SUPPLIED RECORDS:

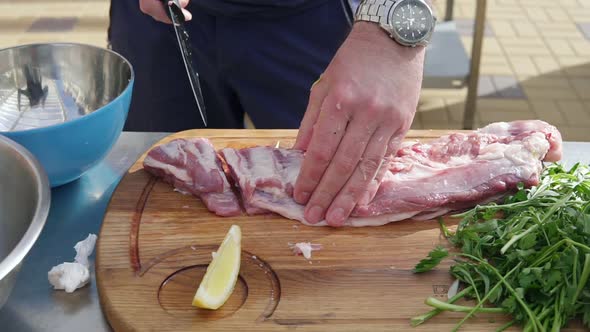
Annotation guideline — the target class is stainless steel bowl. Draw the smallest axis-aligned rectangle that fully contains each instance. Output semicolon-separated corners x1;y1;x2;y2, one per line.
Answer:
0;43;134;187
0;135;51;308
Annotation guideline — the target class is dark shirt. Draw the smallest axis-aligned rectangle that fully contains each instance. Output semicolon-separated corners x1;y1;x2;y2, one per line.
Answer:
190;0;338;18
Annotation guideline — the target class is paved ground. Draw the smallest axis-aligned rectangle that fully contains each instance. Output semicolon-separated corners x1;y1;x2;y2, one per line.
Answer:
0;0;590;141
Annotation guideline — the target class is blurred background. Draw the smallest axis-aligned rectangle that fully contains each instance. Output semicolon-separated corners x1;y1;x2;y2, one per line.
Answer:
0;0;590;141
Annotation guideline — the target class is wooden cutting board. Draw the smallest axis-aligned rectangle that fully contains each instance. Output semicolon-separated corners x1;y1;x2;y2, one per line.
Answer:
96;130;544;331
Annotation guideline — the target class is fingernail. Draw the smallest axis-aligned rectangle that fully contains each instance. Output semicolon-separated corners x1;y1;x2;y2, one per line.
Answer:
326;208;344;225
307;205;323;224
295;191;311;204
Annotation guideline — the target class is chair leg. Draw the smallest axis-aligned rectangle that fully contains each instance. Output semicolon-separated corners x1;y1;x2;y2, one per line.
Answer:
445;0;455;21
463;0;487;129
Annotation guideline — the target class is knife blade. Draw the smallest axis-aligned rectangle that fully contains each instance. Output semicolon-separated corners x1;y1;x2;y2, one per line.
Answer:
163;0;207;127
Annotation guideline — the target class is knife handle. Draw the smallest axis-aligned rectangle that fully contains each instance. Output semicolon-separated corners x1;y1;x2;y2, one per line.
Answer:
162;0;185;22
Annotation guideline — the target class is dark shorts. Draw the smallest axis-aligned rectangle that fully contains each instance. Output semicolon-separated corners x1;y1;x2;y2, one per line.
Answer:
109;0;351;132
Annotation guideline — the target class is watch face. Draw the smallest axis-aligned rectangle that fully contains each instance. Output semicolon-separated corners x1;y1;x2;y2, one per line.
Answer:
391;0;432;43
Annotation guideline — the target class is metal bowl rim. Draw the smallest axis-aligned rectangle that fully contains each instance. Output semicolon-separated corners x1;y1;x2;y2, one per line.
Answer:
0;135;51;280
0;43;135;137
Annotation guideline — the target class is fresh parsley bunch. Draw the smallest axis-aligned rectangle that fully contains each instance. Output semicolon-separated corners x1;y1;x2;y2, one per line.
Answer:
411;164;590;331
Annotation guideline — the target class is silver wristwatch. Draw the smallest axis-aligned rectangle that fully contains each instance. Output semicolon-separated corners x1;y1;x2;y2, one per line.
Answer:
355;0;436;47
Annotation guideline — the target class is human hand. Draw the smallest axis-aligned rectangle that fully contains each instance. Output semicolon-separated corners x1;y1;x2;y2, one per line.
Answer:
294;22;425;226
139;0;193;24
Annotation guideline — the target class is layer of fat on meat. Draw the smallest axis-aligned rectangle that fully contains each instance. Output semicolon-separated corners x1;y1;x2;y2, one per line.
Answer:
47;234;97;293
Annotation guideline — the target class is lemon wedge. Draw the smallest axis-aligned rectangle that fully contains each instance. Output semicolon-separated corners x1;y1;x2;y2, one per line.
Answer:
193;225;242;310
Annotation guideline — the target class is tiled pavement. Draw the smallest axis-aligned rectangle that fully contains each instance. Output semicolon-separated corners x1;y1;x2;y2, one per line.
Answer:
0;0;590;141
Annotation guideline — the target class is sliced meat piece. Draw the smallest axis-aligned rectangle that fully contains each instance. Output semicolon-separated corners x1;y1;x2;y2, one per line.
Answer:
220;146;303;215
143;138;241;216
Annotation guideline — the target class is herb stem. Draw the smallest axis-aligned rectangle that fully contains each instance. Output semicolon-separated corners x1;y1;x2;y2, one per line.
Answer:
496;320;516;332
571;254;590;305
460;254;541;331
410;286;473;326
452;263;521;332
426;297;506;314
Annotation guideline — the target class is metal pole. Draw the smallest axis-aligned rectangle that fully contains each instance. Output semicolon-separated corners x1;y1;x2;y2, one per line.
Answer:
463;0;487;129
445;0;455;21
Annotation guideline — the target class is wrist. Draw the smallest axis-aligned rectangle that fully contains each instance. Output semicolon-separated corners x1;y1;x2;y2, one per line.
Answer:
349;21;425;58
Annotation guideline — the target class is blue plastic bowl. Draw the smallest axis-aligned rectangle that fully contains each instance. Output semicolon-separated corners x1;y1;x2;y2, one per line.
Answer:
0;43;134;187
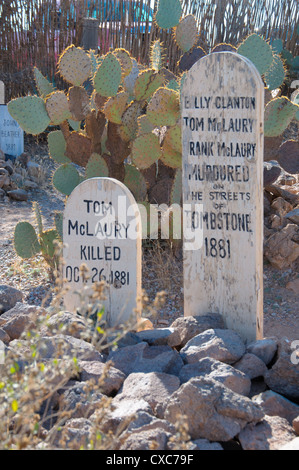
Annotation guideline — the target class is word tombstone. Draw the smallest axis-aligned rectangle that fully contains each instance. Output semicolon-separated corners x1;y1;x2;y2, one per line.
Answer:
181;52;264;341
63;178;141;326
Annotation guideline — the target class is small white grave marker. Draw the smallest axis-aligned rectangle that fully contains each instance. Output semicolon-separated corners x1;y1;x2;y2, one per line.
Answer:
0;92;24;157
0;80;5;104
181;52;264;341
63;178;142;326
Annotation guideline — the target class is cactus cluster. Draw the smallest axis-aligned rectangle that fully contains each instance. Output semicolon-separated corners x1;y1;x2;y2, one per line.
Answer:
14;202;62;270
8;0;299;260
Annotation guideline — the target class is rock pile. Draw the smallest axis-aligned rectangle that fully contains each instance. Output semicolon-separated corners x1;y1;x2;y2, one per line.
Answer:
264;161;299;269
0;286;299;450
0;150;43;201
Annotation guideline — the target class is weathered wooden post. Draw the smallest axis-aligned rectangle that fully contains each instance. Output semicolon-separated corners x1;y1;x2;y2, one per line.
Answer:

==

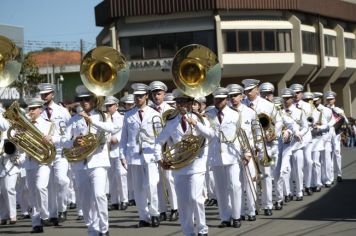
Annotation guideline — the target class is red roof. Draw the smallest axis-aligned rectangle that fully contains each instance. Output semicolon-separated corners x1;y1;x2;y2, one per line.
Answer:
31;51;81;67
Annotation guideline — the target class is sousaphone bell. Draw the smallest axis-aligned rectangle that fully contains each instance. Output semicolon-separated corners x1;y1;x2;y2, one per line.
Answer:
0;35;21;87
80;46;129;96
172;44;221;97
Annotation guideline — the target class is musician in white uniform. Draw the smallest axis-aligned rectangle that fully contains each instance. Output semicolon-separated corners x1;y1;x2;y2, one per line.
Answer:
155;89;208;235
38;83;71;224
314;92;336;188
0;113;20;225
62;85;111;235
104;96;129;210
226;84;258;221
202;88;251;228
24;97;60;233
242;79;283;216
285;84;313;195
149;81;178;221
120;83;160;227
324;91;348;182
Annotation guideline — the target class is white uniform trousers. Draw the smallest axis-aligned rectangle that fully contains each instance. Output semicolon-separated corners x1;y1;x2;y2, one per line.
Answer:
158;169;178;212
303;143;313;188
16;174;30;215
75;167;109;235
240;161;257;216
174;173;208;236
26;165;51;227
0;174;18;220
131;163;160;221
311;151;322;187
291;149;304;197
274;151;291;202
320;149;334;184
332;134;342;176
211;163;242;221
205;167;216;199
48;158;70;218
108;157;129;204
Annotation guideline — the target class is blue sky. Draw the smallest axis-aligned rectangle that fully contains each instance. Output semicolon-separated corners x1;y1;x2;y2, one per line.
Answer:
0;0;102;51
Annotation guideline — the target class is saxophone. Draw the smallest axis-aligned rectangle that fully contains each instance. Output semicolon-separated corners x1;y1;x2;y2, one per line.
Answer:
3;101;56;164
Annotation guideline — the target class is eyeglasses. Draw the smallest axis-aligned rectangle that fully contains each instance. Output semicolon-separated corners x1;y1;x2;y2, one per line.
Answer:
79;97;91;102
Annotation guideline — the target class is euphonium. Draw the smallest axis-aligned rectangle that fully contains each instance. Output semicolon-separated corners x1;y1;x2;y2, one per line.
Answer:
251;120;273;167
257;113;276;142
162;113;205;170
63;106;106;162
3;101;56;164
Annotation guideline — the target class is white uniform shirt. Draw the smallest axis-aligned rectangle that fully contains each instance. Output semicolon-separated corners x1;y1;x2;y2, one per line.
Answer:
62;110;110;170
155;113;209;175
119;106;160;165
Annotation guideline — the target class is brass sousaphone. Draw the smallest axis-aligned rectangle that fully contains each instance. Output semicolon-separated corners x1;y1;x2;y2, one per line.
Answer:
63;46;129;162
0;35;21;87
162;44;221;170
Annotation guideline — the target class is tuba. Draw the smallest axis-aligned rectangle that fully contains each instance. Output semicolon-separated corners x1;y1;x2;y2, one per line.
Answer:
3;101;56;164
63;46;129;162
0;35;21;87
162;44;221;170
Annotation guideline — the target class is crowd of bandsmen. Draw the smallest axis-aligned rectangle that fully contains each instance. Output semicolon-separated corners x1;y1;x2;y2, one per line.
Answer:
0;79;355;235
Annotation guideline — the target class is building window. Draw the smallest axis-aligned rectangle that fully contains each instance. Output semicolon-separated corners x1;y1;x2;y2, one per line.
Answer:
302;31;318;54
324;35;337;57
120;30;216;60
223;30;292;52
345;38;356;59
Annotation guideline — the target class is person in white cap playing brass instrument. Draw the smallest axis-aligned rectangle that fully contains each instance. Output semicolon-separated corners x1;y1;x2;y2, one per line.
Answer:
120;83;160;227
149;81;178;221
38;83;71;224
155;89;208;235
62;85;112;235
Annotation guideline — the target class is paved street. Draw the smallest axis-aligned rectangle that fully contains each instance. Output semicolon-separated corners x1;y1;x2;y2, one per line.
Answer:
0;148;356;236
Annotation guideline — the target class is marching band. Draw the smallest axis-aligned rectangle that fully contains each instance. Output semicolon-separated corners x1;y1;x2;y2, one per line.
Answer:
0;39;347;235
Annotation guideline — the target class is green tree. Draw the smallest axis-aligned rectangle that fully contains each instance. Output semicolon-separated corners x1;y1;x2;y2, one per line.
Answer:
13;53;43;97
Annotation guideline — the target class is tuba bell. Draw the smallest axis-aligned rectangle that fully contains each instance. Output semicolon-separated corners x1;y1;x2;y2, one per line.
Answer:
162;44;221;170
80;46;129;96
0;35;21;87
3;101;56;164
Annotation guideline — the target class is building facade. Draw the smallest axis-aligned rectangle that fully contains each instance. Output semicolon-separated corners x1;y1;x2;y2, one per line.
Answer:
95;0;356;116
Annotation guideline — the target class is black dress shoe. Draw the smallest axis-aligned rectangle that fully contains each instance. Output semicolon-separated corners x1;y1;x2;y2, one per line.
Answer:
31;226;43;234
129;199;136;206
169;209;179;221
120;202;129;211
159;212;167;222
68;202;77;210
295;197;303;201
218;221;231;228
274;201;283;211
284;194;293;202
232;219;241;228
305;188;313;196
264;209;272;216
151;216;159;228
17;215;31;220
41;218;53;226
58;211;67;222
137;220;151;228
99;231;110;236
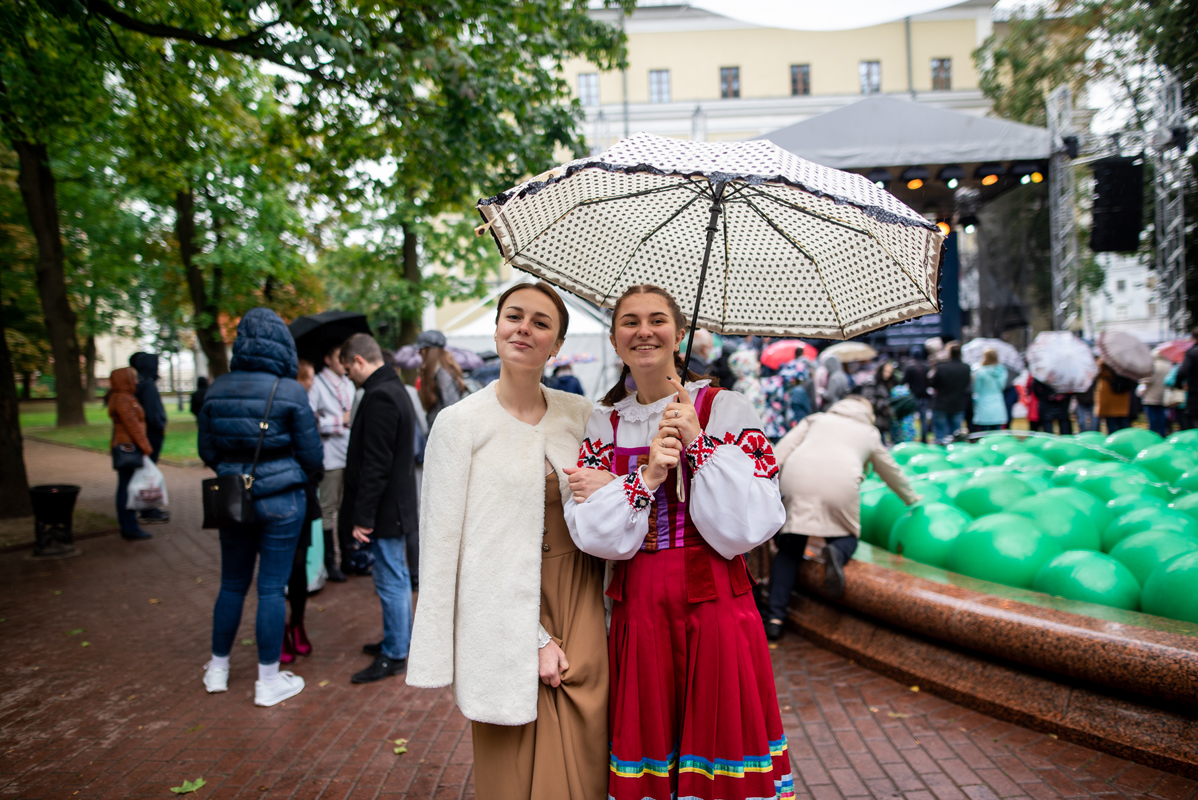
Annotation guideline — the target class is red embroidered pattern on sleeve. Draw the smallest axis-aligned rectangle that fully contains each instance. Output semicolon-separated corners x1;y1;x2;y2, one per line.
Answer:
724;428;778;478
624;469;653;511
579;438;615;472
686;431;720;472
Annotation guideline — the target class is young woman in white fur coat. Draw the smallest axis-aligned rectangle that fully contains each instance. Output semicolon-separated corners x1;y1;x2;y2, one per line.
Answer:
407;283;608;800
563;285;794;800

WRITTEN REQUEST: Please copy the records starting at the line that contains "Annotation guideline — the target class is human" and ending at the line that contains "47;234;97;293", reproducing every line between them unchanged.

RESULT:
Annotation guideline — the target class is human hand. Draw the smallest axis-aligned rectangle that fully contains each instance. Output semicolon-separated corners x1;y1;x2;y2, one per line.
Answer:
294;22;425;226
139;0;193;24
Annotation guideline — the target class is layer of fat on meat. Draw the smallest axis-aligned rectangle that fully contains each instance. Output semicolon-separated corners x1;y1;x2;y2, one per line.
Answer:
47;234;97;293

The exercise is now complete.